*** Records provided ***

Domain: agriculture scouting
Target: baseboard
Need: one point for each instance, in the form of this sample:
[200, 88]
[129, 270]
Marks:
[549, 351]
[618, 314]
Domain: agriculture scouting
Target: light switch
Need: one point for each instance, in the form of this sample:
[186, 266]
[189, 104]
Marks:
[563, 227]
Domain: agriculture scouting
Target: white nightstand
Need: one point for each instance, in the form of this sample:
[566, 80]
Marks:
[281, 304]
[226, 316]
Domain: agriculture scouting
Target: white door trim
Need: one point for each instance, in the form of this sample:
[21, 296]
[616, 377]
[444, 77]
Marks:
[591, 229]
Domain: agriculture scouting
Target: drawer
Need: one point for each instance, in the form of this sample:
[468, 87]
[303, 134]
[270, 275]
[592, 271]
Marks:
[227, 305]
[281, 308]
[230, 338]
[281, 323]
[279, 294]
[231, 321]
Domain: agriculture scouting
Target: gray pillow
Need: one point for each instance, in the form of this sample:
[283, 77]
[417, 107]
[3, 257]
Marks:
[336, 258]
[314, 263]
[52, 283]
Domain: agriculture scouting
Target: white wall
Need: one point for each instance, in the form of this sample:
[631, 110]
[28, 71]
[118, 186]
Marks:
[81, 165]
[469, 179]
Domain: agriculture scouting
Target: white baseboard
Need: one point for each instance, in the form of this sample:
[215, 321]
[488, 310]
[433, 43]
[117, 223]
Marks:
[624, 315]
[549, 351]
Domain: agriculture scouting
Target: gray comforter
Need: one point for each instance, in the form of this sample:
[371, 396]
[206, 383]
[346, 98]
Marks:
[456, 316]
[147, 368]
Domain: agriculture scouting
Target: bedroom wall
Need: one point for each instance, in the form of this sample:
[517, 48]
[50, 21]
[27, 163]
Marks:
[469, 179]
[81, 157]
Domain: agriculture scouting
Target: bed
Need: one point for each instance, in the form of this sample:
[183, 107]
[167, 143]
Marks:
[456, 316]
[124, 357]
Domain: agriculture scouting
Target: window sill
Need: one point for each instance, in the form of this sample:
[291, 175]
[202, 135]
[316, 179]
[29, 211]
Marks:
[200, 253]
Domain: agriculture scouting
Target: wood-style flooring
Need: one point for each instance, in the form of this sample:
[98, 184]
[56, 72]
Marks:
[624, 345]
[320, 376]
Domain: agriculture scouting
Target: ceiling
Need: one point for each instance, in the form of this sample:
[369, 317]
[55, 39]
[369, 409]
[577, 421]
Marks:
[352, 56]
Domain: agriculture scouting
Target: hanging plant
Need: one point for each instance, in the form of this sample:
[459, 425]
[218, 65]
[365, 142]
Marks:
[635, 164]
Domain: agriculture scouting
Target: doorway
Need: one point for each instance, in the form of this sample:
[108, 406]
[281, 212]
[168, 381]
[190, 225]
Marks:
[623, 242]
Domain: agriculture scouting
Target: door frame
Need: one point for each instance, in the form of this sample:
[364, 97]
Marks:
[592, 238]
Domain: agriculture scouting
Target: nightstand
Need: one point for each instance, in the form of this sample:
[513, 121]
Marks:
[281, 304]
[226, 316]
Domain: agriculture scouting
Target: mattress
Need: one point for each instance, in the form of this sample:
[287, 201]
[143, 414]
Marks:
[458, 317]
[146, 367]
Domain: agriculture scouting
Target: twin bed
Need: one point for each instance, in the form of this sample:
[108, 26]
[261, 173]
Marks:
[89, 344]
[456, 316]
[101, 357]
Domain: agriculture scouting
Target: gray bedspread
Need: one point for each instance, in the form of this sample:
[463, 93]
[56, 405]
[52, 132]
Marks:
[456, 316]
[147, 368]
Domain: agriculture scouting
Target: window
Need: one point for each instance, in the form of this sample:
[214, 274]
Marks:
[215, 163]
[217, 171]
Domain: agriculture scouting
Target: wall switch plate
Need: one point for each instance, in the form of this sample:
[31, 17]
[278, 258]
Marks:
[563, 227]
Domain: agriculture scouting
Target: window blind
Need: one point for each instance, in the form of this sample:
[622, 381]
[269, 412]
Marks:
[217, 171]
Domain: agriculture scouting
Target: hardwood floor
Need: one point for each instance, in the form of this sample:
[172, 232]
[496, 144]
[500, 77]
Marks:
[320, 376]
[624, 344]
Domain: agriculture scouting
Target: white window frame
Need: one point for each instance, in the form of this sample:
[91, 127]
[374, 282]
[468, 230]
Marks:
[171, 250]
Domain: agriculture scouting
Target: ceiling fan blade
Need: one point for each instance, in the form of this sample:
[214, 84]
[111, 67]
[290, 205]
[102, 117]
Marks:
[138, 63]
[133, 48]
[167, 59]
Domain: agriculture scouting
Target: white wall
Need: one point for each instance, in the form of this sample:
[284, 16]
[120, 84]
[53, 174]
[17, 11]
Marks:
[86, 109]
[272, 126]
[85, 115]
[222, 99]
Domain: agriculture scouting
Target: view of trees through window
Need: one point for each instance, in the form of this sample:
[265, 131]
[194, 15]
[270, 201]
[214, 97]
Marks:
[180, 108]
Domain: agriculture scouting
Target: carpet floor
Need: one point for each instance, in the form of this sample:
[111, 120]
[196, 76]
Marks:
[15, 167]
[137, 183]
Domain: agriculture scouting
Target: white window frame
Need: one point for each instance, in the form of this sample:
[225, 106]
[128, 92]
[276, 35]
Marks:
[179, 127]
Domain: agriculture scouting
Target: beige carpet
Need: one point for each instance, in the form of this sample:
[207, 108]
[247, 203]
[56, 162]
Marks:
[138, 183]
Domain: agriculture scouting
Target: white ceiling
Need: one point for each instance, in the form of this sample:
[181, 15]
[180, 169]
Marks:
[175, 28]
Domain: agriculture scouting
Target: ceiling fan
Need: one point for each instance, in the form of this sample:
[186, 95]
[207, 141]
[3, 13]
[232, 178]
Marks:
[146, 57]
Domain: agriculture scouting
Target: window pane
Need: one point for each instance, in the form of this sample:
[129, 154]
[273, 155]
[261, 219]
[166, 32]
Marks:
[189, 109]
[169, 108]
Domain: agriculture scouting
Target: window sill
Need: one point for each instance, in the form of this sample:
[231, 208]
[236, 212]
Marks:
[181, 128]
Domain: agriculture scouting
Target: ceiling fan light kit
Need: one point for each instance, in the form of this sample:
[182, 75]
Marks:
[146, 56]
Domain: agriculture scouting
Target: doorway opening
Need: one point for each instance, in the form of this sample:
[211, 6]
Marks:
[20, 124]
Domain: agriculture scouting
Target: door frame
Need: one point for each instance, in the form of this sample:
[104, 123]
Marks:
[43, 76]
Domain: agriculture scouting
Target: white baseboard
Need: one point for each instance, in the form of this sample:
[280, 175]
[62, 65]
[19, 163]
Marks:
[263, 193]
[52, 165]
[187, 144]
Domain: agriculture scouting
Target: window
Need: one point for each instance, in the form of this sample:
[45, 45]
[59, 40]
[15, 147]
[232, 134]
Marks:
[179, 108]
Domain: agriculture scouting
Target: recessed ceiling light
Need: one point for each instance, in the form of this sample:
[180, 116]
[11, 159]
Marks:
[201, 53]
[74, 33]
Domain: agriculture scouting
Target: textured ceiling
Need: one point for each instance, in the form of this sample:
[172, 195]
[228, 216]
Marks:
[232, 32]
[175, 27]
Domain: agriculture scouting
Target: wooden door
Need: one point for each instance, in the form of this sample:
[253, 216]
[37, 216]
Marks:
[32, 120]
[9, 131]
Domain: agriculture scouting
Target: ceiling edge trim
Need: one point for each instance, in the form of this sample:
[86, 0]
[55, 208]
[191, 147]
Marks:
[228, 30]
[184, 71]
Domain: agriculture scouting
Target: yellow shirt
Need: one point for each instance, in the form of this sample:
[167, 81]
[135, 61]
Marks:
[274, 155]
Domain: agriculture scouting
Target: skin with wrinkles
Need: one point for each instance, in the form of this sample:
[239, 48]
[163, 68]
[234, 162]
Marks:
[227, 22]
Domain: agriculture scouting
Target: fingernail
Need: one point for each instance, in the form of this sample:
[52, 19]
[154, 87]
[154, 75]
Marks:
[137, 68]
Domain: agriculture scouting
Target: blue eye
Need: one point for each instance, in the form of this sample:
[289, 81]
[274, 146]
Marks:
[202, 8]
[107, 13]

*** End of Records provided ***

Brief – How many lines of the entries above include the word "carpet"? Reply with the number alone.

Completed task – 2